• _Job_:
Which lines in the listing below contain the word "black"? Show each of them.

[Extracted listing]
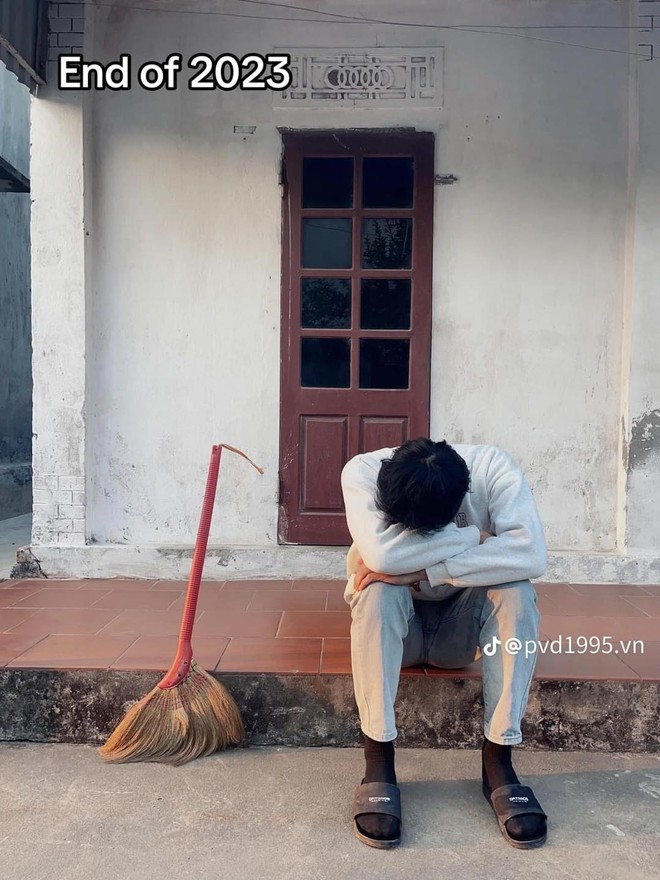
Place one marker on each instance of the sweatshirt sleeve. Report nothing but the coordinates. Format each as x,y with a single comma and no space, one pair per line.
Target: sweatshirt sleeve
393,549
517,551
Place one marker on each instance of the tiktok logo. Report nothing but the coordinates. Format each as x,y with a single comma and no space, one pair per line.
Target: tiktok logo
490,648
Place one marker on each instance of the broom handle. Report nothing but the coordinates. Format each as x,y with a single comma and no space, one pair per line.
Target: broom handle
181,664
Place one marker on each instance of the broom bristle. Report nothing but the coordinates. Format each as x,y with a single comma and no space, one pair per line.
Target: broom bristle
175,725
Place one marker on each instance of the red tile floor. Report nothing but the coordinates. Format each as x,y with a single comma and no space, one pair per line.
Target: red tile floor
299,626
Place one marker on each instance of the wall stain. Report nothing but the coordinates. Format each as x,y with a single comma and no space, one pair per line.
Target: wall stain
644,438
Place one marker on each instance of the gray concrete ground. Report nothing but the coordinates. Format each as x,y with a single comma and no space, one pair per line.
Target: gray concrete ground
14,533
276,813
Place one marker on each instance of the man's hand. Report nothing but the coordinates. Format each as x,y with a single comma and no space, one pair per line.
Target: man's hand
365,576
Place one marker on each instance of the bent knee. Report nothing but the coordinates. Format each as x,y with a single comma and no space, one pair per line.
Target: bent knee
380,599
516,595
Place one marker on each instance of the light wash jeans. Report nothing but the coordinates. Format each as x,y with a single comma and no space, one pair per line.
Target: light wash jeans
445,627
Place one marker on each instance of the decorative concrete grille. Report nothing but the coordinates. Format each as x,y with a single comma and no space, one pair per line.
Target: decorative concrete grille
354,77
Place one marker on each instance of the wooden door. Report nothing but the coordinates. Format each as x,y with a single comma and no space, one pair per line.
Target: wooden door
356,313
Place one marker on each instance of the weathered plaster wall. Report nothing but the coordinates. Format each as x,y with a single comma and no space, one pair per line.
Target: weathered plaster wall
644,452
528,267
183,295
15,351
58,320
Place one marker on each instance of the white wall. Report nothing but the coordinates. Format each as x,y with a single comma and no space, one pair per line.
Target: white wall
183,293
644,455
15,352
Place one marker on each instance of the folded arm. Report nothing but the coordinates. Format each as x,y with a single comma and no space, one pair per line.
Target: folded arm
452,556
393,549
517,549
---
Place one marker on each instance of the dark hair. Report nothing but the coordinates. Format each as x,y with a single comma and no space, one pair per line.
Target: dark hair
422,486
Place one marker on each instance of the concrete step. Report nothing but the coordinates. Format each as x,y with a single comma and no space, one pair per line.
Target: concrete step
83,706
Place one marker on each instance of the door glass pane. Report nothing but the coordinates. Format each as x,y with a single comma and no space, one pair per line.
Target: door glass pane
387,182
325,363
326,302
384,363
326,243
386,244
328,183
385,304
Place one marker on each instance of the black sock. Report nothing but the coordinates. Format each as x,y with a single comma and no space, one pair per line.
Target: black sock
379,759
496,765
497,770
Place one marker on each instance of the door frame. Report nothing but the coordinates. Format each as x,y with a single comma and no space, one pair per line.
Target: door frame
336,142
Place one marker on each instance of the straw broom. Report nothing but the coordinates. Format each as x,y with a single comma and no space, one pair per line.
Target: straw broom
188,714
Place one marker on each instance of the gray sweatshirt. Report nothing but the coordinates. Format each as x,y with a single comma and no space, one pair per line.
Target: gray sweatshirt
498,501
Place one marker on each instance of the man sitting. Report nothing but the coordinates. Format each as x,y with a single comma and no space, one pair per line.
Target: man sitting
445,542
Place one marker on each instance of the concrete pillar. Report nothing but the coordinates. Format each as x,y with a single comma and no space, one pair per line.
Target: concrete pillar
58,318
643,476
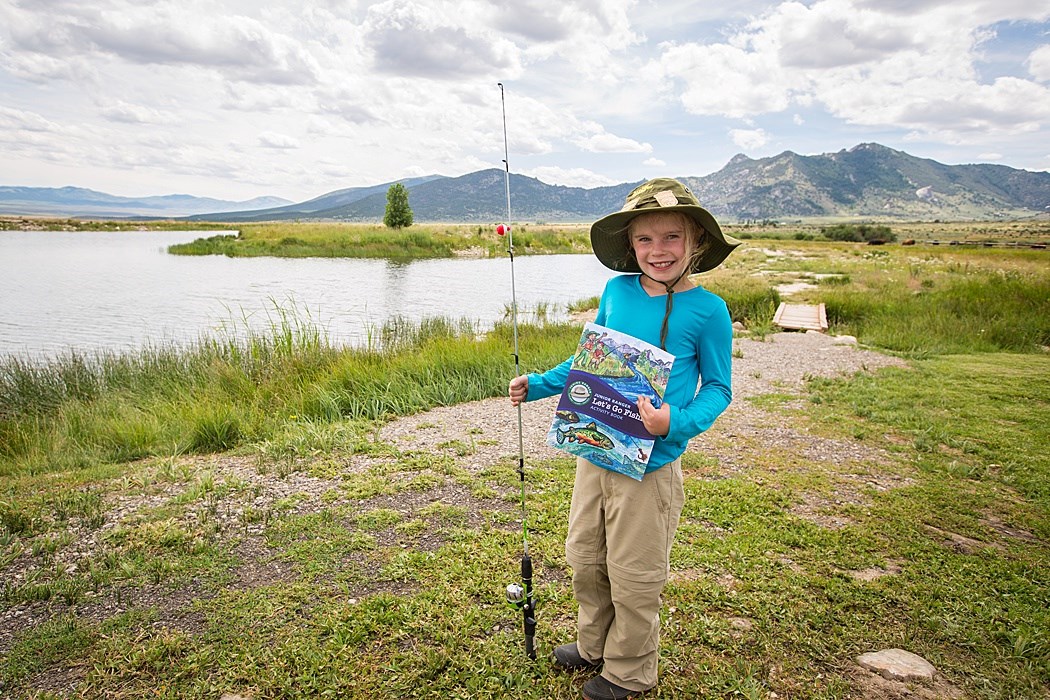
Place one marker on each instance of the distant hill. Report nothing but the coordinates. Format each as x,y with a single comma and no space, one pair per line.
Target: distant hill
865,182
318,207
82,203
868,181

• _Expected answer_:
Place one marker on each instance of the black sock. Report nothing but the coordinates. Format each as x,y with a single comma and no space, one pair per line.
Target: black sock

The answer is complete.